What needs to be done
Restate the following data in its entirety, word for word and without images.

+===+

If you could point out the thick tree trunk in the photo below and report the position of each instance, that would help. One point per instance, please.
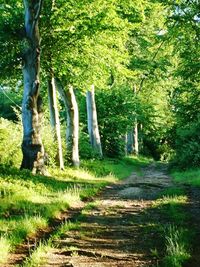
(72, 132)
(93, 128)
(135, 130)
(136, 143)
(54, 118)
(32, 147)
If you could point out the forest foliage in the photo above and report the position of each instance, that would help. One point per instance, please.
(142, 57)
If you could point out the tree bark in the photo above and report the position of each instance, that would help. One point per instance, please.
(135, 131)
(130, 143)
(54, 118)
(32, 147)
(72, 132)
(93, 128)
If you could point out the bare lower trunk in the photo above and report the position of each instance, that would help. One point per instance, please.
(54, 117)
(72, 132)
(93, 128)
(129, 143)
(136, 143)
(32, 147)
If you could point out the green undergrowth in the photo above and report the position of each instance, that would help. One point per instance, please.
(191, 177)
(177, 238)
(28, 203)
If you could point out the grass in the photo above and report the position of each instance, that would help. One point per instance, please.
(176, 246)
(28, 203)
(190, 177)
(176, 236)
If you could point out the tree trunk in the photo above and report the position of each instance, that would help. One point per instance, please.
(72, 132)
(93, 128)
(130, 143)
(32, 147)
(135, 131)
(54, 118)
(136, 143)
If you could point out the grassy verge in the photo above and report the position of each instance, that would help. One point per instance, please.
(28, 203)
(191, 177)
(174, 226)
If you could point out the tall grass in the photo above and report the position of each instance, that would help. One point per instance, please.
(28, 203)
(191, 177)
(176, 246)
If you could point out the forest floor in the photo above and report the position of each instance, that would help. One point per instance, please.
(123, 226)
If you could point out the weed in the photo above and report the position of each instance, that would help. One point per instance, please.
(176, 246)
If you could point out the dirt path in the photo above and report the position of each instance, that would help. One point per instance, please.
(120, 229)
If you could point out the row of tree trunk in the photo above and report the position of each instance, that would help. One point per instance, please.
(32, 146)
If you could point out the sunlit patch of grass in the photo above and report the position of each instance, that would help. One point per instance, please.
(191, 177)
(39, 256)
(170, 200)
(64, 228)
(28, 202)
(172, 192)
(5, 248)
(176, 246)
(172, 207)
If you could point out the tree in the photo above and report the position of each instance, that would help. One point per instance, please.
(54, 117)
(72, 131)
(93, 128)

+===+

Solution below
If you could point out the thick tree trunk in the photo below and report the position of each instance, that would help. One point per instance, please.
(72, 132)
(93, 128)
(135, 130)
(136, 143)
(54, 118)
(32, 147)
If you could point out the forest foliage in the photo above and report the position of each instance, that would help. One point per instance, please.
(142, 57)
If you could point out the tree bark in the photo above and report the position of each instance, that would help. One point per instance, please.
(135, 131)
(130, 143)
(54, 118)
(32, 147)
(72, 132)
(93, 128)
If you could point out the bare lower trunk in the photo above and report the position of each instance, that would help. One point per instance, please.
(54, 117)
(72, 132)
(93, 128)
(129, 143)
(136, 143)
(32, 147)
If you could point out the green undergrowth in the photo above and report the position of each instance, that would help. One point per instance, please.
(191, 177)
(177, 238)
(28, 203)
If you could point out the grass in the photo above and report the position of each instance, that would help. One point per instance, please.
(176, 246)
(28, 203)
(190, 177)
(176, 236)
If you could point out the tree trunk in the photo above and report the position of each instance, that would help. One point per instance, please.
(72, 132)
(93, 128)
(130, 143)
(32, 147)
(135, 131)
(54, 118)
(136, 143)
If you could point out the grassy verge in the photo above and report the position of each instance, that would help. One point per instance, please.
(28, 203)
(191, 177)
(174, 226)
If you could point out the tall grass in the photo above and report the position of each instance, that would help. One point per instance, please.
(28, 203)
(191, 177)
(176, 246)
If you could point out the forest floor in the photo above and report the position of each instance, that would help. One point per instance, please.
(123, 226)
If you could point out the weed in the photo above and report the position of each instance, that would help. One point per instance, please.
(176, 246)
If you could point out the dirt path in the photo above and report the position of each instance, that would help. One point per instance, please.
(120, 229)
If you could point out the row of tree trunk in the photo above and report the position of each instance, that would help. One point per instance, please.
(32, 146)
If you could point out the sunlit patch of grass in the photo above and report the position of each instance, that would help. One point per instance, please.
(191, 177)
(39, 256)
(170, 200)
(64, 228)
(28, 202)
(172, 192)
(5, 248)
(176, 246)
(172, 207)
If you could point out the tree in the photo above and report the position of each instance, that would help. One point per instance, please.
(54, 117)
(72, 131)
(93, 128)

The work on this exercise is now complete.